(Natural language region descriptions)
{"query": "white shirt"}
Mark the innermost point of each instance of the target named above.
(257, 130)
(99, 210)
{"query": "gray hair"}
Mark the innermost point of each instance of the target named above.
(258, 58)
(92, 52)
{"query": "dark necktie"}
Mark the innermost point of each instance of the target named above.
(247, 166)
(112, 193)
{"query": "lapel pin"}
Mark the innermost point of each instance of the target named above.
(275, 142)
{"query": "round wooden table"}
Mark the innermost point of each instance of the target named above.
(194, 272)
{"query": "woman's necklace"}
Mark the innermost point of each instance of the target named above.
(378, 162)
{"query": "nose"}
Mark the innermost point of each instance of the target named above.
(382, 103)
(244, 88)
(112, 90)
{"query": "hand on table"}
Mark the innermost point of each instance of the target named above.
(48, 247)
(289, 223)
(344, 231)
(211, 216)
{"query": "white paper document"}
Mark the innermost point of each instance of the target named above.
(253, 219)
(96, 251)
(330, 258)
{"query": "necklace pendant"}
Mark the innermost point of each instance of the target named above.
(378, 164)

---

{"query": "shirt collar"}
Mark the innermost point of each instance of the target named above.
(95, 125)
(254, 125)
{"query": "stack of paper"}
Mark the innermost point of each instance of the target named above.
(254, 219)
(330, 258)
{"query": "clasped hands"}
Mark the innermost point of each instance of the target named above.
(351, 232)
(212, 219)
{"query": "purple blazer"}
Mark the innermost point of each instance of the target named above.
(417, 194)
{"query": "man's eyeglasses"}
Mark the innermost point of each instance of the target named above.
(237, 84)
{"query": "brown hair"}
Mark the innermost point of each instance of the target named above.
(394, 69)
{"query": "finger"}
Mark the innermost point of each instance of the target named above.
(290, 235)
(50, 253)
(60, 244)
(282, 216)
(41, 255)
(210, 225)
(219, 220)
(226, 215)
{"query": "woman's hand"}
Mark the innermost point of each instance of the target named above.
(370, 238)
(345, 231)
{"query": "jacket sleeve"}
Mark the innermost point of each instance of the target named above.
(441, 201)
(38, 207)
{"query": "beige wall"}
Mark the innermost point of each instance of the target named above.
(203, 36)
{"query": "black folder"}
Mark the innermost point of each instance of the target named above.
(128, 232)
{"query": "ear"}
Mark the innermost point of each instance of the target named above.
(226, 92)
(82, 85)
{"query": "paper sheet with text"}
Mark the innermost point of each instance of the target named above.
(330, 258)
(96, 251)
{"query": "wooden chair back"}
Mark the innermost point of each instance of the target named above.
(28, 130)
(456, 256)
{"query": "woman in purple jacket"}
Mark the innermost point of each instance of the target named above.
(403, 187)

- _TASK GOAL_
Return a copy of each line in the records above that has "shirt" in it.

- _WRITTEN SOLUTION_
{"query": "white shirt"}
{"query": "shirt collar"}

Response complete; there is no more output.